▶ [STATED EXERCISE]:
Format the listing below as a JSON array of strings, one string per line, with blank lines omitted. Leave the pictures out of the result.

-------- SUPPLIED MATERIAL --------

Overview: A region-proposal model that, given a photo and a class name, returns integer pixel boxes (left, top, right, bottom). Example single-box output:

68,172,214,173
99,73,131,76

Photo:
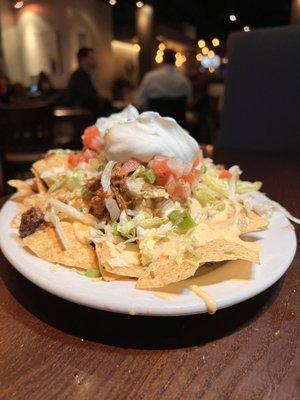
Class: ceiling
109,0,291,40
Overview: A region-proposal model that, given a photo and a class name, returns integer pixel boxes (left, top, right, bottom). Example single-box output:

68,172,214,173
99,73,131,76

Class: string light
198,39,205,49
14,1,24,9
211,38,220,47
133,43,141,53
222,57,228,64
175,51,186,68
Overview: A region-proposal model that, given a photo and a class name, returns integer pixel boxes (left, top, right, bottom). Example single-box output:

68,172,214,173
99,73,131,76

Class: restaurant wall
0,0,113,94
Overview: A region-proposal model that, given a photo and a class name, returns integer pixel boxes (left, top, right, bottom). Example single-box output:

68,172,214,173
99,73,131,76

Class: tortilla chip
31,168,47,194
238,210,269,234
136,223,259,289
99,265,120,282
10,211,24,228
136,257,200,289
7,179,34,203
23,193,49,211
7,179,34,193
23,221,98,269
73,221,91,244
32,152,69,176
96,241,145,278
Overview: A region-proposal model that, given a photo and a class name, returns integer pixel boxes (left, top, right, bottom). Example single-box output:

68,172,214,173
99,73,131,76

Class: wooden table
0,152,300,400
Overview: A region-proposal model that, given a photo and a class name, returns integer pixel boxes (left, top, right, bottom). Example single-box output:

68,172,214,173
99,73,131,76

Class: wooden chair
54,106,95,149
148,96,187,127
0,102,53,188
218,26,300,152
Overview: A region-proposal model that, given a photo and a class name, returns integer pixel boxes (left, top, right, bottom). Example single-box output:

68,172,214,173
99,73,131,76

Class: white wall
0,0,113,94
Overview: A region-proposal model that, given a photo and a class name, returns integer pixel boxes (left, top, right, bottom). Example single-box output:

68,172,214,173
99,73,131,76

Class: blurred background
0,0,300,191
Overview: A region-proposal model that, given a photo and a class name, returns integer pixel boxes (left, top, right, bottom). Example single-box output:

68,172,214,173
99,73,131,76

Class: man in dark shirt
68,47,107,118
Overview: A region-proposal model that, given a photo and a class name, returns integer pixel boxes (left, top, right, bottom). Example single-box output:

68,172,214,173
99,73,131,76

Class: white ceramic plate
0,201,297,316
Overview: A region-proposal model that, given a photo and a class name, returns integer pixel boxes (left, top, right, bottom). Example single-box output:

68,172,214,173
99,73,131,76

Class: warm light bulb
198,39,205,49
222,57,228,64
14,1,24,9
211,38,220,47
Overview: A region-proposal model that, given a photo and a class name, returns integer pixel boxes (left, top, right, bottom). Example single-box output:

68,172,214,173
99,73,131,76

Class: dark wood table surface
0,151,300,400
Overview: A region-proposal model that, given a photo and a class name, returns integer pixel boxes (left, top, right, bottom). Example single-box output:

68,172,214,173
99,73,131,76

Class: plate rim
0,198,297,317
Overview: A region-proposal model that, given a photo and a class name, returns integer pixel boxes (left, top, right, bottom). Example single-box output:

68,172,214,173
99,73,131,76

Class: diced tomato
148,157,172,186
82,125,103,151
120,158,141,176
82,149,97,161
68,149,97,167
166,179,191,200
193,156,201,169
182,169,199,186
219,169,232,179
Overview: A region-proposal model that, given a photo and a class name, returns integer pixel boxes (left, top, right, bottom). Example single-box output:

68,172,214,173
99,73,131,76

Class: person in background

--------

▶ [TASK RESPONSE]:
[
  "Overview: A region-proposal model that, given a photo and a class name, returns integer pixel boxes (left, top, right, bottom). Example single-box output:",
  "68,172,214,173",
  "99,73,131,76",
  "Photo:",
  "Class: ceiling",
  "109,0,291,40",
  "Overview: A region-proposal model that, given a photo and a class name, returns integer pixel boxes (left, top, right, bottom). Example single-box output:",
  "68,172,214,173",
  "99,73,131,76",
  "Class: string light",
  "198,39,205,49",
  "14,1,24,9",
  "211,38,220,47",
  "133,43,141,53",
  "222,57,228,64",
  "175,51,186,68",
  "Overview: A region-proposal model that, given a photo and a class name, returns integer pixel boxes (left, top, right, bottom). Example single-box output:",
  "68,172,214,173",
  "99,73,131,76",
  "Class: restaurant wall",
  "0,0,113,94",
  "Overview: A region-proposal model that, given a photo and a class name, returns integer pixel boxes (left, top, right, bottom). Example single-box output:",
  "68,172,214,173",
  "99,73,131,76",
  "Class: tortilla chip",
  "31,168,47,194",
  "238,210,269,234",
  "136,223,259,289",
  "99,265,120,282",
  "10,211,24,228",
  "136,257,200,289",
  "7,179,34,203",
  "23,193,49,211",
  "7,179,34,193",
  "23,221,98,269",
  "73,221,91,244",
  "32,152,69,176",
  "96,241,145,278",
  "Overview: A region-proposal model that, given a photo and a class name, returns integer pixel boxes (left, top, right, bottom). Example single-box output:",
  "68,172,214,173",
  "99,73,131,76",
  "Class: wooden table",
  "0,152,300,400",
  "Overview: A region-proposal model that, given a photo and a class name, returns integer pixel boxes (left, top, right, bottom). Example single-box output:",
  "68,172,214,173",
  "99,73,131,76",
  "Class: wooden chair",
  "54,106,95,149",
  "148,96,187,127",
  "0,102,53,188",
  "218,26,300,152",
  "Overview: A region-proposal model that, given a photo and a class name, returns integer pixel boxes (left, top, right, bottom). Example single-box output:",
  "68,172,214,173",
  "99,73,131,76",
  "Class: white wall",
  "0,0,113,94",
  "Overview: A region-proposal model that, given a photo and a class name, returns integer pixel boxes (left, top, right, bottom). Example single-box output:",
  "68,172,214,173",
  "99,73,131,76",
  "Class: blurred background",
  "0,0,300,191",
  "Overview: A region-proposal model that, given a photo and a class name, returns integer pixel boxes (left, top, right, bottom). Example single-box output:",
  "68,172,214,173",
  "99,73,131,76",
  "Class: man in dark shirt",
  "68,47,107,118",
  "Overview: A region-proposal model that, given a photo and a class name, returns integer pixel boxes (left, top, right, bottom). Example single-box output:",
  "68,172,214,173",
  "99,73,131,76",
  "Class: white ceramic plate",
  "0,201,297,316",
  "Overview: A region-proposal model that, given a photo and a class name, returns integer pixel boxes (left, top, right, bottom). Example single-box output:",
  "68,172,214,173",
  "99,73,131,76",
  "Class: warm light bulb",
  "198,39,205,49",
  "222,57,228,64",
  "14,1,24,9",
  "211,38,220,47",
  "Overview: A region-proposal model that, given a photo and a class name, returns integer pixel boxes (left, top, right, bottom). Example single-box output:",
  "68,172,214,173",
  "99,73,131,76",
  "Class: dark wood table surface",
  "0,151,300,400",
  "Overview: A region-proposal model that, given a photo and a class name, returns integer pixel boxes (left, top, right, bottom). Example single-box output:",
  "68,172,214,173",
  "99,73,131,76",
  "Class: plate rim",
  "0,198,297,317",
  "Overview: A region-proposal model that, given a photo and a class name, returns integer pixel boxes (left, top, right, bottom). Example single-box output:",
  "68,172,214,173",
  "99,73,131,76",
  "Class: diced tomato",
  "148,157,172,186",
  "82,125,103,151",
  "120,158,141,176",
  "82,149,97,161",
  "68,149,97,167",
  "166,179,191,200",
  "193,156,201,169",
  "182,169,199,186",
  "219,169,232,179",
  "Overview: A region-proposal model that, given a photo and a class name, returns integer pixel boxes (left, top, right, bottom). Example single-box output:",
  "68,172,214,173",
  "99,73,131,76",
  "Class: person in background"
]